• [Provided entries]:

Start

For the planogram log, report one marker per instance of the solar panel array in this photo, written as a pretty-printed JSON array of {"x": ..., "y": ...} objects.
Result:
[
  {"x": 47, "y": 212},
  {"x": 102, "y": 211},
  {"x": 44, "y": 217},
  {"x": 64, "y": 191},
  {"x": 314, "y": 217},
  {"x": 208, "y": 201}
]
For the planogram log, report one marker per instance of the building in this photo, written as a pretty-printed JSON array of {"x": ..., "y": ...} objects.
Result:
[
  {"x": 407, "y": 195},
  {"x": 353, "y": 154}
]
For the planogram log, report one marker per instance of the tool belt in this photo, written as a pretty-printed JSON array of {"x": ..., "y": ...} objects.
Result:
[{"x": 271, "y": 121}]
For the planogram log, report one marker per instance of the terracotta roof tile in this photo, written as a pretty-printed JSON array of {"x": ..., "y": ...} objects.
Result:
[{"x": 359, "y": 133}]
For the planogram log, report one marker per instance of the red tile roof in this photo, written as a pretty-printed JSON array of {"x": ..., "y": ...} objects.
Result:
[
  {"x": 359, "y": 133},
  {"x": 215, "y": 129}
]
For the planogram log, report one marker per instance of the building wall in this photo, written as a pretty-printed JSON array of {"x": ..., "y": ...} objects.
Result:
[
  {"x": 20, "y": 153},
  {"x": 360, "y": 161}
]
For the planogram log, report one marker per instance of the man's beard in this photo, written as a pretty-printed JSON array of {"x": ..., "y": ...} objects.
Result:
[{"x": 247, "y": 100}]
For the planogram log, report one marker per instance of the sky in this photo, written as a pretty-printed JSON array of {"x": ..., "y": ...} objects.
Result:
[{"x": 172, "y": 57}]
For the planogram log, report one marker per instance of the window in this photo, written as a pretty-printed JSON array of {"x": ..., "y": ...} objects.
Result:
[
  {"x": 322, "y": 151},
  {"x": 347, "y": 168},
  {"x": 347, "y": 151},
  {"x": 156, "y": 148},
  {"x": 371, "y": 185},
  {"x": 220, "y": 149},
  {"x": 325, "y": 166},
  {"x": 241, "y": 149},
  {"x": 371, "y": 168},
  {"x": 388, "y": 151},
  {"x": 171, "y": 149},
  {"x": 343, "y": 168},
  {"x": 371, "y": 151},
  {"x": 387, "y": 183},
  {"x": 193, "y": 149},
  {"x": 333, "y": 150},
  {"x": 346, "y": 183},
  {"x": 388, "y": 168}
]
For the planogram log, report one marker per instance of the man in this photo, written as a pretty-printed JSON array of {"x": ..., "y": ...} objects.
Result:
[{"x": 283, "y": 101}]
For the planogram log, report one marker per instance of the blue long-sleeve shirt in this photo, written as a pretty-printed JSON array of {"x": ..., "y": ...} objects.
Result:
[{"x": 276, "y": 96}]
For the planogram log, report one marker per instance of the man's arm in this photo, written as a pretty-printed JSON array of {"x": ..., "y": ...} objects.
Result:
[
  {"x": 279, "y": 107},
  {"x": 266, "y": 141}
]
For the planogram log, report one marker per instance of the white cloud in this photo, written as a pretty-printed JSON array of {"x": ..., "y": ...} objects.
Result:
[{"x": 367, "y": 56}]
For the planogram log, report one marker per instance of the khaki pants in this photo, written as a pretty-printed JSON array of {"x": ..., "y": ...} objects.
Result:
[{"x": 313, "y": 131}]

End

• [The request]: Reproduce the data above verbatim, every line from the first to the last.

• [Solution]:
For the planogram log, report one marker per instance of the solar panel array in this photo, written as a pretty-printed JSON array of {"x": ..., "y": ...} objects.
Result:
[
  {"x": 47, "y": 212},
  {"x": 102, "y": 211},
  {"x": 44, "y": 217},
  {"x": 64, "y": 191},
  {"x": 314, "y": 217},
  {"x": 208, "y": 201}
]
For the planogram log, report one marker per instance of the building in this photo, written as a pretty-printed JSON array of {"x": ..., "y": ...} objects.
Result:
[
  {"x": 407, "y": 195},
  {"x": 353, "y": 154}
]
For the planogram log, report one marker per instance of the tool belt in this photo, written as a pretty-printed JSON array of {"x": ..., "y": ...} objects.
Result:
[{"x": 271, "y": 121}]
For the planogram log, report one marker per instance of the terracotta roof tile in this photo, written as a pretty-printed JSON array of {"x": ..., "y": ...} objects.
Result:
[{"x": 359, "y": 133}]
For the planogram log, report one marker per instance of the red tile roof in this photo, written as a pretty-printed JSON array of {"x": ..., "y": ...} objects.
Result:
[
  {"x": 359, "y": 133},
  {"x": 215, "y": 129}
]
For the planogram log, report one marker per instance of the building wall in this photo, written as a pretty-printed JSON array of {"x": ..., "y": ...} objects.
Result:
[
  {"x": 20, "y": 153},
  {"x": 360, "y": 161}
]
For the planogram log, report one marker per instance of the man's beard in this photo, written as a pretty-printed JSON array of {"x": ..., "y": ...} objects.
Result:
[{"x": 247, "y": 100}]
For the planogram log, report one marker per instance of the sky in this photo, written as a pretty-printed JSON array of {"x": ..., "y": ...} objects.
Result:
[{"x": 172, "y": 57}]
For the planogram log, report one marker per instance of the window in this photo, written as a pretty-printed JSON array of {"x": ..., "y": ...} objects.
Result:
[
  {"x": 322, "y": 151},
  {"x": 347, "y": 168},
  {"x": 347, "y": 151},
  {"x": 156, "y": 148},
  {"x": 371, "y": 185},
  {"x": 220, "y": 149},
  {"x": 325, "y": 166},
  {"x": 241, "y": 149},
  {"x": 371, "y": 168},
  {"x": 388, "y": 151},
  {"x": 171, "y": 149},
  {"x": 343, "y": 168},
  {"x": 371, "y": 151},
  {"x": 387, "y": 183},
  {"x": 193, "y": 149},
  {"x": 333, "y": 150},
  {"x": 346, "y": 183},
  {"x": 388, "y": 168}
]
For the planogram log, report one marker per instance of the man in this photo, written as a pretty-printed JSON array of {"x": ..., "y": ...} objects.
Result:
[{"x": 283, "y": 101}]
For the planogram log, report one marker per instance of the blue long-sleeve shirt in this photo, written as a pretty-printed JSON array of {"x": ..., "y": ...} objects.
Result:
[{"x": 276, "y": 96}]
For the planogram log, report one marker per instance of the man's arm in this photo, written as a pretty-printed JSON array of {"x": ..., "y": ...} objects.
Result:
[
  {"x": 279, "y": 107},
  {"x": 266, "y": 141}
]
For the planogram log, report one marker per instance of the white cloud in this photo, written as a pretty-printed JSON array of {"x": ..., "y": ...} objects.
Result:
[{"x": 367, "y": 56}]
For the planogram log, report one marker per instance of the khaki pants in this photo, written as a pretty-printed JSON array of {"x": ..., "y": ...} objects.
Result:
[{"x": 313, "y": 131}]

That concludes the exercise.